Greife den Artikel über Marcel Benger auf und führe ihn nach seinem letzten Satz fort.

··· TEXTABSCHNITT

Rheinische Post - Mönchengladbach and Korschenbroich
U23-Spielern hilft oft ein Umweg auf die große Bühne
Marcel Benger ist der nächste Leistungsträger der Gladbacher U23, der nun den letzten Schritt in den Profifußball schaffen will.
Es ist anzunehmen, dass Marcel Benger derzeit in ziemlich enger Taktung Spiele des Zweitligisten Holstein Kiel am Fernseher verfolgt. Der Verein hat gute Chancen, erstmals in die Bundesliga aufzusteigen – womit Benger in der kommenden Saison auch Erstliga-Spieler wäre. Denn der 22 Jahre alte Mittelfeldspieler verlässt im Sommer die Gladbacher Zweitvertretung und schließt sich Holstein Kiel an.
Von der Regionalliga West mit der U23 der Borussen direkt ganz hinauf in die Bundesliga – das wäre ein Sprung, der in den vergangenen Jahren keinem Leistungsträger in der Gladbacher Reserve mehr gelungen ist. Benger selbst hatte zwar schon einen Einsatz im Oberhaus, als ihn Gladbachs Trainer Dieter
Hecking im Dezember 2017 beim 3:1 gegen den Hamburger SV kurz vor Schluss einwechselte. Es blieb dann aber auch bei diesem einen Kurzauftritt. Die Qualität im Kader der Borussen-Profis ist derart gestiegen, dass es für Talente grundsätzlich ungemein schwer geworden ist, sich ganz oben durchzusetzen.

······
··· DATENAUSZUG

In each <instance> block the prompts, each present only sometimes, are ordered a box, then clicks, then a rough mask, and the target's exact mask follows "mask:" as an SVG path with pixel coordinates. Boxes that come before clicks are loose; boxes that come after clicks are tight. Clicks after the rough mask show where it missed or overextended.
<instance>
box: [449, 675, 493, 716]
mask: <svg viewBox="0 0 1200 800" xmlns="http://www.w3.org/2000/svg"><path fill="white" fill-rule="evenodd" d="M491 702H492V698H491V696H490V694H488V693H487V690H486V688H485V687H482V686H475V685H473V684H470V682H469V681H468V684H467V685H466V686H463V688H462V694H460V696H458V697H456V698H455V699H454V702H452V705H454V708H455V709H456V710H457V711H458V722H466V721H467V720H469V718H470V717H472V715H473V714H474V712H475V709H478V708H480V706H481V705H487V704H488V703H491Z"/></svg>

······

ANTWORT ZUR AUFGABE –
Trotzdem haben auch in den vergangenen Jahren viele U23-Spieler den Sprung in den Profifußball geschafft, nur eben über einen Vereinswechsel und dann in der Regel bei einem Klub der zweiten oder dritten Liga. Wie weit der Weg in die Bundesliga sein kann, zeigt das Beispiel Alexander Mühling, der im Alter von 28 Jahren nun mit Kiel ins Fußball-Oberhaus aufsteigen kann.
Im Januar 2014 verließ er die Gladbacher U23 nach 67 Spielen in der Regionalliga West. Über Bayer Leverkusen
II und den SV Sandhausen landete er 2016 bei Holstein Kiel, damals noch Drittligist. 159 Spiele in der 2. Bundesliga sind mittlerweile für ihn zusammengekommen, bald könnten die ersten Bundesligapartien anstehen. Gleiches gilt für Marco Komenda, der auch in Gladbach spielte, ehe er zum SV Meppen ging und nun seit 2020 für Kiel verteidigt.
Meppen, Sandhausen, Kiel – es scheint, als ob Zweit- und Drittligisten zunächst einmal für Leistungsträger der U23 die Grenzen des Möglichen definieren. Denn die Liste der Wechsel in die unteren Profiligen lässt sich fortführen: mit Charalambos Makridis ( Jahn Regensburg), Aaron Herzog (Hansa Rostock), Mike Feigenspan (KFC Uerdingen), Tim Knipping (Dynamo Dresden), Kevin Holzweiler (Viktoria Köln) und Steffen Nkansah (FSV Zwickau).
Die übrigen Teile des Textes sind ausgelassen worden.